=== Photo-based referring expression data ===
■ ■ ■ ■

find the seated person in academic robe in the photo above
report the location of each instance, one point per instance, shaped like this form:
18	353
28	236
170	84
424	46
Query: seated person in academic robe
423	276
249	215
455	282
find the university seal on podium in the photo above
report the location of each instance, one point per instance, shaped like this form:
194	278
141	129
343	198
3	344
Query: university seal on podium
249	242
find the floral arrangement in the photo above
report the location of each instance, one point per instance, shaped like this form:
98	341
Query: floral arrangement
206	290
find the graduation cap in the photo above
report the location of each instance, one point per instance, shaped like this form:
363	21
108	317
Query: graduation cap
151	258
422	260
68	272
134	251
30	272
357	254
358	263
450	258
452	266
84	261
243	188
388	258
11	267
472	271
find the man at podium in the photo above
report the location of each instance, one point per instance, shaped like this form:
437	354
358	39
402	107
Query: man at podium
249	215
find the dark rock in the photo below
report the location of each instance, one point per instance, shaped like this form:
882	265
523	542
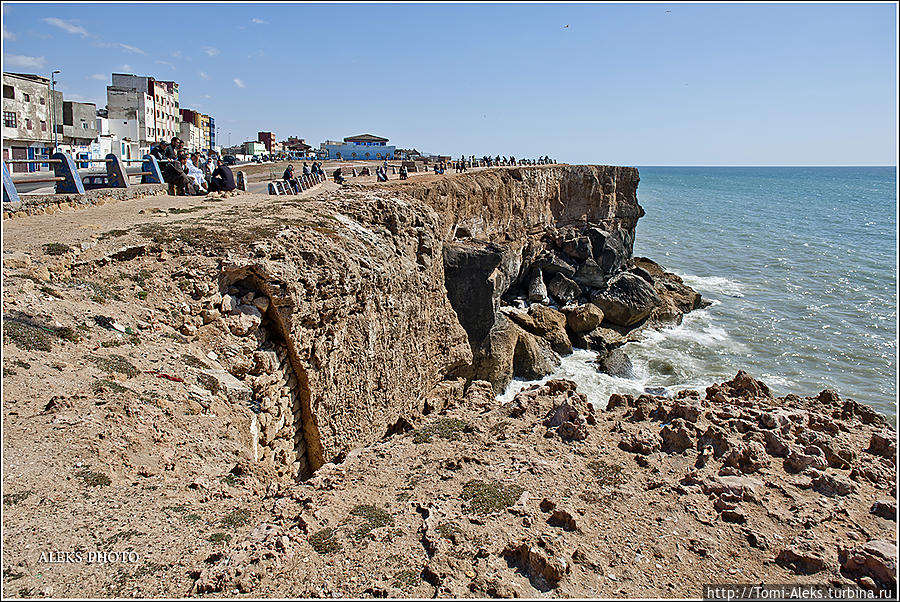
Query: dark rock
563	289
583	318
591	275
537	290
626	300
578	248
551	262
615	363
476	274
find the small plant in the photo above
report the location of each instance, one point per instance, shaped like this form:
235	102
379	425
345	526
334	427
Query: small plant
27	336
11	499
236	518
114	363
485	498
607	474
193	362
92	478
103	385
324	541
450	429
56	248
49	290
67	333
407	578
373	518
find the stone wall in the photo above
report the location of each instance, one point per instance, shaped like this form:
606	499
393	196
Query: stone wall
37	204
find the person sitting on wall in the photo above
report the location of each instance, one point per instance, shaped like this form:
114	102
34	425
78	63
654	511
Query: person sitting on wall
288	176
195	173
174	174
222	179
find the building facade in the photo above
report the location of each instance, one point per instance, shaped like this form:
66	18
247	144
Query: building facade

■ ■ ■ ■

=== Exercise brief ===
Your task is to copy every line in the entries that holds the string "above".

=== Response area ===
find the seated person in academic robe in the photo above
find the university seal on podium in the photo above
find the floral arrangement in the photo above
find the graduation cap in the photo above
find the man at podium in the photo above
find the small plant in the photo above
find the stone wall in the photo above
find the person sitting on wall in the photo above
find the building facade in the photo above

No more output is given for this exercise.